Task details
Could you give the rows again from the line holding "Note: for every instance of the woman's arm" through the end of the rows, both ends included, switching "deepest" to "farthest" and leaving everything else unchanged?

[Begin Data section]

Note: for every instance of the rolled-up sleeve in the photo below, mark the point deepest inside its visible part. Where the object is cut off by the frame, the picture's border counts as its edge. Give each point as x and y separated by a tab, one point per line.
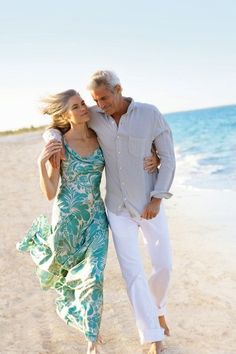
165	149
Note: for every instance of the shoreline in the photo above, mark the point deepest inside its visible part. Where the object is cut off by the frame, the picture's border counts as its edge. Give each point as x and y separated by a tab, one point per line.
201	302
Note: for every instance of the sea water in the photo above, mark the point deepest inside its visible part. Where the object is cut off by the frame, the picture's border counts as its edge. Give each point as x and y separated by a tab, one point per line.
205	143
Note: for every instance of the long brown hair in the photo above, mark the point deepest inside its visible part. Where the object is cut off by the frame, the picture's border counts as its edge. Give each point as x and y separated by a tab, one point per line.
56	106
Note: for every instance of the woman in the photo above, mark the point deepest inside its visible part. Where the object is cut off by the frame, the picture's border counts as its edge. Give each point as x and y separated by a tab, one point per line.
71	253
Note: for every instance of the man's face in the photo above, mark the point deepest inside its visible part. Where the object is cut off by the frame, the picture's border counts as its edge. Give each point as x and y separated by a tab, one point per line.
107	100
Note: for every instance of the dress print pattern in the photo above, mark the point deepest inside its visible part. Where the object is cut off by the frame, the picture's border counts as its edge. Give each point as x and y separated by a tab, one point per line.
70	254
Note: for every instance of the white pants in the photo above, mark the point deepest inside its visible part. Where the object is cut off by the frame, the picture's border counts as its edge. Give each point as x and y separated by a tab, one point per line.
148	298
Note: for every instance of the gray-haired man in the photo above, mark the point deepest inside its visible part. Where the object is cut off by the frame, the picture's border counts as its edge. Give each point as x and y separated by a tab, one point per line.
126	131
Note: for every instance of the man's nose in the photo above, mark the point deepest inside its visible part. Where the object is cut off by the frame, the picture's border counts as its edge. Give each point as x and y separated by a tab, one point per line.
101	104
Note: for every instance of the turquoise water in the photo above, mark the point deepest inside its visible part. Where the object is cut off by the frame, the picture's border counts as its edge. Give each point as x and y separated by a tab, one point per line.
205	143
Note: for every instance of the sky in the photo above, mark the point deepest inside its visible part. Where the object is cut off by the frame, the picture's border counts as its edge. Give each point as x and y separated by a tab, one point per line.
178	55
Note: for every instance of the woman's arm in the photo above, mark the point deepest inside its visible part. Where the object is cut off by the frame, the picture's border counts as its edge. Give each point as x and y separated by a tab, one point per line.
49	177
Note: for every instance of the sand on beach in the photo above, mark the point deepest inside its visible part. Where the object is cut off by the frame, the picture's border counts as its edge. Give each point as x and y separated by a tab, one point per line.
202	296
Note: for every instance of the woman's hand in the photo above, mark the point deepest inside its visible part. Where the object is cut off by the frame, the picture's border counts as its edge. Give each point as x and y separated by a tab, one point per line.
152	162
51	148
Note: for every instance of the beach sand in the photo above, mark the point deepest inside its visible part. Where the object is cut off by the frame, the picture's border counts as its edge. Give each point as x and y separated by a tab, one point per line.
202	296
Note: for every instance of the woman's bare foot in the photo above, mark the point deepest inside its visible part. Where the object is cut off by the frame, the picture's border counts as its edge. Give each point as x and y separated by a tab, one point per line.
163	324
92	348
156	348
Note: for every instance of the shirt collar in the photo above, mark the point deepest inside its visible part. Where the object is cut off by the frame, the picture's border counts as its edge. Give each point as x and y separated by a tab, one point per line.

[End Data section]

Answer to the task
Note: for every instance of the woman's arm in the photo above, mark the point farthest inside its visible part. Where the object is cut off by the frame, the picture's border counts as its edge. Give each point as x and y separated by a tab, one point per line.
49	177
Note: for every instance of the sand on beach in the photo above, mark the point farthest inside its visible part. Where the object is cut off by the frame, the picture's border counts as its edge. Give each point as x and y separated by a tab, one point per line.
202	296
Note: for every instance of the woman's hand in the photo above, mark the point farthest inside its visible part. Where the object is cut off by the frame, the picture's border counts as its edge. Give each point as x and y separated by a tab, one point per line.
152	162
51	148
Note: for every instance of the beach sand in the photo above, mark the point farthest inside its visible part. Where the object is cut off by the frame, the picture's border counts as its edge. Give each point as x and y separated by a tab, one point per line.
202	296
Note: for every instance of the woman's bare foot in the photo above, mark the point farthest inside its visible part. Where the object is cut off by the frame, the picture's border counts as its edge. Give each point as x and y separated by a tab, one point per line.
163	324
92	348
156	348
Note: for every instance of the shirt collar in the photo above, mark the point farthest inside its visible part. Where the object is cut off by the frame, the picture's border counts as its edge. Give each point as x and y separated by a tab, one point per line.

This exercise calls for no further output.